## Written exercise
Repeat each line exactly as it is written.

*** Data rows ***

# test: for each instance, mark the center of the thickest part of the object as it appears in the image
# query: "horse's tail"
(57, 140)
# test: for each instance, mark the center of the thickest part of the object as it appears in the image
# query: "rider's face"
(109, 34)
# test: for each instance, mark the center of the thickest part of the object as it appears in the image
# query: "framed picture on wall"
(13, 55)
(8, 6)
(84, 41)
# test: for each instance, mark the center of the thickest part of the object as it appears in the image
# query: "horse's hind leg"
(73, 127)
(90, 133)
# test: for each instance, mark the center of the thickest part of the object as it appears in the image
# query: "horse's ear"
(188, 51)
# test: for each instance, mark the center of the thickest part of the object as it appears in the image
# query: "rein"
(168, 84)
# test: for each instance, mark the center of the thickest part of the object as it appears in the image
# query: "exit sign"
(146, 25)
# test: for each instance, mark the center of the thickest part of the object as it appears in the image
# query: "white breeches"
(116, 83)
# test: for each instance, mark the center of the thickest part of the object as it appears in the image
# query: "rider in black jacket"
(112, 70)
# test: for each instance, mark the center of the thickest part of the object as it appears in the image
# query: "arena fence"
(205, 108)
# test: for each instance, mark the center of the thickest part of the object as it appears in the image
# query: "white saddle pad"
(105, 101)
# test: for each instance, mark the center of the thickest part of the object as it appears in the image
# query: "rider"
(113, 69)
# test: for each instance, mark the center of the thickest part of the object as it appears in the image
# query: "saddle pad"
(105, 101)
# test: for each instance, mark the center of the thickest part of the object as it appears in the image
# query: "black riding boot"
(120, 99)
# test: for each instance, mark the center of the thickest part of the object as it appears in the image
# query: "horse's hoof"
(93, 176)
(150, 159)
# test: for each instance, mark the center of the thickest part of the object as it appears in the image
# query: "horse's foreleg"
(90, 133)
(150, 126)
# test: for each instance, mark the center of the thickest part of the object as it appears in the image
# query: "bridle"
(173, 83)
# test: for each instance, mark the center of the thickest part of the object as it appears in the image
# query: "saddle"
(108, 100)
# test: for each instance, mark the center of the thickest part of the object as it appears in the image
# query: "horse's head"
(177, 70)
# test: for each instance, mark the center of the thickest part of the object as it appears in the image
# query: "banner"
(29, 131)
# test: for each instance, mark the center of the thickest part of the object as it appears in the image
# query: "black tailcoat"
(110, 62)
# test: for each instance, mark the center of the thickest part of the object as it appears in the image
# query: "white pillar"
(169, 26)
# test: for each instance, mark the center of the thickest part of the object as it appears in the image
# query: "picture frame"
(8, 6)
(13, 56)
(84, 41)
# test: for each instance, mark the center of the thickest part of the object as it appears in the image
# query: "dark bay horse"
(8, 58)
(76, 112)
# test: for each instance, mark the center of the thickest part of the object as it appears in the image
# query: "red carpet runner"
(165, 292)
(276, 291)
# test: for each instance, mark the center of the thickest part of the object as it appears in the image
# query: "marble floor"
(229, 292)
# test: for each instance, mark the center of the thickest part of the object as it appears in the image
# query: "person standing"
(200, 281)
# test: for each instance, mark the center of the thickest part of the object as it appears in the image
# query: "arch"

***

## Expected output
# test: for each instance, mark the center of the thickest part of the object as it appears in the image
# query: "horse's tail"
(57, 140)
# test: for each instance, mark the center of the thickest part of the object as it appears in the image
# query: "rider's face"
(109, 34)
# test: for each instance, mark the center of the thickest part of the object as it appears in the image
# query: "framed picture on wall"
(13, 55)
(8, 6)
(84, 41)
# test: for each instance, mark the center of the thickest part of the object as it appears in the image
# query: "horse's hind leg"
(73, 127)
(90, 133)
# test: for each instance, mark the center of the thickest part of the object as it appears in the image
# query: "horse's ear"
(188, 51)
# test: for each instance, mark the center of the thickest part of the object as it appears in the image
# query: "rein"
(168, 84)
# test: for each instance, mark the center of the thickest part of the object as it appears in the image
# query: "exit sign"
(146, 25)
# test: for each instance, mark the center of the thickest part of the object as it appears in the image
# query: "white breeches"
(116, 83)
# test: for each instance, mark the center of the thickest part of the object as it appears in the image
# query: "rider in black jacket"
(112, 70)
# test: for each instance, mark the center of the thickest part of the object as it appears in the image
# query: "arena fence"
(205, 108)
# test: for each instance, mark the center of the thickest part of the object as it appears in the image
# query: "white saddle pad"
(105, 101)
# test: for each instance, mark the center of the thickest part of the object as it appears in the image
# query: "rider"
(113, 69)
# test: for each instance, mark the center of the thickest part of the object as it appears in the image
# query: "saddle pad"
(105, 101)
# test: for each instance, mark the center of the thickest part of the object as it appears in the image
# query: "black riding boot"
(120, 99)
# test: for each instance, mark the center of the thickest part of the object as it appears in the image
# query: "horse's hoof"
(93, 176)
(150, 159)
# test: for each instance, mark the center of the thickest part of the object as it appears in the image
# query: "horse's foreleg"
(90, 133)
(150, 126)
# test: for each instance, mark the center of the thickest part of the object as it appears in the image
# query: "bridle"
(173, 83)
# test: for each instance, mark the center of the thickest part of the object as it appears in the image
# query: "saddle"
(108, 100)
# test: for each instance, mark the center of the thickest part of the object as it appears in the image
# query: "horse's head"
(177, 70)
# test: for each instance, mark the center of the thickest part of the object as it appears in the image
# query: "banner"
(29, 131)
# test: for each instance, mark the center of the thickest part of the object as it appears in the image
# query: "black tailcoat"
(110, 62)
# test: for each instance, mark the center of the thickest part of the object as it appears in the image
# query: "white pillar"
(169, 26)
# test: for each instance, mark the center of the thickest part of the object as it appears in the image
# query: "picture frame"
(8, 6)
(13, 56)
(84, 41)
# test: for each instance, mark the center of the thickest part of the object as it appears in the image
# query: "dark bay horse"
(8, 58)
(76, 112)
# test: for each instance, mark the center of the thickest part of the object as it appears in the image
# query: "red carpet runner"
(165, 292)
(276, 291)
# test: for each instance, mark the center of the thickest part of the object as it appears in the image
# query: "marble floor"
(229, 292)
# test: for each instance, mark the center of the thickest part of the object as it appears in the image
# query: "person standing"
(200, 281)
# test: for each instance, mark the center of the thickest part of the object as it appears in the image
# query: "arch"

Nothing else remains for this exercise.